Fragmento del texto:
********************

Hungría entre los años 30 y los 50 fue una potencia futbolística que llegó a dos finales de la Copa del Mundo y ganó una medalla de oro olímpica cuando aún tenía prestigio en este deporte. La invasión soviética de 1956 mandó al exilio a decenas de deportistas de élite y acabó con ese potencial, disolviendo por ejemplo a la gran generación de los magiares mágicos, que jugaba en el Honved, uno de los equipos de Budapest. Ese club podía haber sido un rival del Real Madrid de Di Stéfano, campeón de cinco Copas de Europa consecutivas, de no ser por la invasión.
Durante muchos años mi hermano jugó al fútbol en categorías inferiores, hasta que se le superpuso con los estudios y lo dejó de lado. La verdad es que no lo arropamos demasiado y casi nunca íbamos a verlo. Jugaba de defensa pero a veces el entrenador lo adelantaba a mediocentro y le pedía, por lo que él contaba muy a las sevillanas maneras, «que se echase el equipo a las espaldas». Una tarde, en un partido en los campitos de arena junto al Polideportivo de Utrera, en el Paseo de Consolación, fue a verlo mi padre. No sé cuantos goles metió en su breve carrera, pero jugando tan atrás, sé que fueron pocos. Ese día le llegó un balón de rebote estando al borde del área y le pegó con todas sus fuerzas sin apuntar muy bien. Entró por toda la escuadra. Empezó a correr celebrándolo y vio a mi padre, así que se le tiró encima y se abrazaron.
Yo no estaba. Ni siquiera tengo claro si me han contado que fue así o me lo estoy inventando sobre la marcha. Pero es uno de los goles que mejor recuerdo.
Y vale más que un tour por el Bernabéu.

********************

Líneas de datos:
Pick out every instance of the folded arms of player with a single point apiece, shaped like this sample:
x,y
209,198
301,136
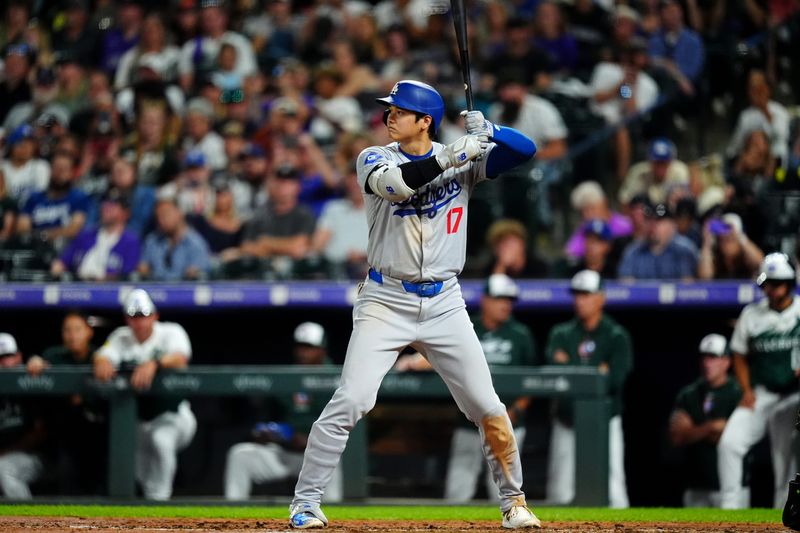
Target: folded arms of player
x,y
398,183
512,147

********************

Ejercicios:
1. Resume el fragmento en dos oraciones.
2. Enumera todos los lugares con nombre propio que menciona el fragmento.
Las líneas de datos no tienen relación con el fragmento.

Respuestas:
1. Hungría fue una potencia futbolística entre los años 30 y los 50, pero la invasión soviética de 1956 mandó al exilio a decenas de deportistas de élite y disolvió la generación de los magiares mágicos del Honved. Quien narra recuerda un gol que su hermano marcó en un partido en Utrera y celebró abrazando a su padre, y afirma que vale más que un tour por el Bernabéu.

2. Hungría, Budapest, el Polideportivo de Utrera (en Utrera), el Paseo de Consolación y el Bernabéu.